> _EXERCISE GOAL_
Reproduce word for word the part of the Newton's method forum thread that opens with the words containing "# Newton's method?" and closes with "through the origin.".

> _TEXT BLOCK_
########################################

# Newton's method?

1. Oct 23, 2007

### physstudent1

1. The problem statement, all variables and given/known data

Find the coordinates to two decimal places of the point P in Figure 9 where the tangent line to y=cosx passes through the origin.

the image is the graph of y=cosx P intersects the graph at around pi.

2. Relevant equations

3. The attempt at a solution

I don't know how to attempt this, I just know I have to use newton's method somehow I tired doing x-(f(x))/(f'(x)) but then I have a divide by zero error I'm not sure what to do.

2. Oct 23, 2007

### physstudent1

anyone?

3. Oct 23, 2007

### jhicks

Try a guess that isn't x=0.

Last edited: Oct 23, 2007
4. Oct 23, 2007

### physstudent1

I guessed 2pi/3 and newton's method converged onto 1.5708 = x I'm not sure if this is correct

5. Oct 24, 2007

### jhicks

Sounds like you did newton's method on the wrong function. Think more carefully about the function you wish to find the zero of. You are given two points: (0,0) and (P,cos(P)) and a slope -sin(P). The line is of the form f(X)=-sin(P)*x, and the curve is of the form y=cos(x), and you want the curves to meet at X=P. How can you turn this information into something solvable by Newton's Method?

Also, be careful about your initial guess. If you choose it badly, you will converge to the wrong zero. I'm not sure your current guess will find you the right P.

########################################

> _RECORDED INFORMATION_
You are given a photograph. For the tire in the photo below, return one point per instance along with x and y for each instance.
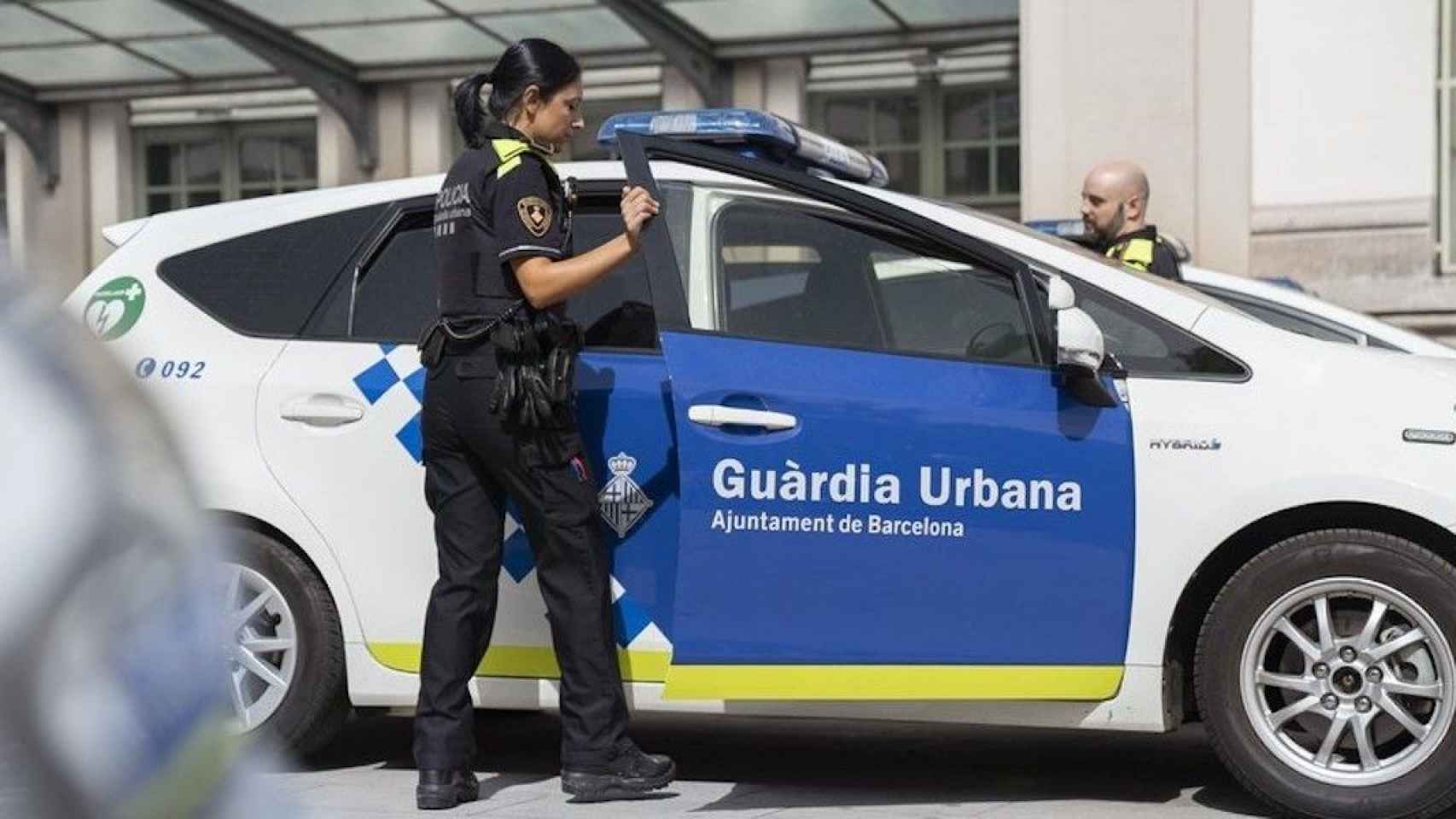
(305, 713)
(1325, 738)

########################################

> _SOLUTION FOR THIS TASK_
# Newton's method?

1. Oct 23, 2007

### physstudent1

1. The problem statement, all variables and given/known data

Find the coordinates to two decimal places of the point P in Figure 9 where the tangent line to y=cosx passes through the origin.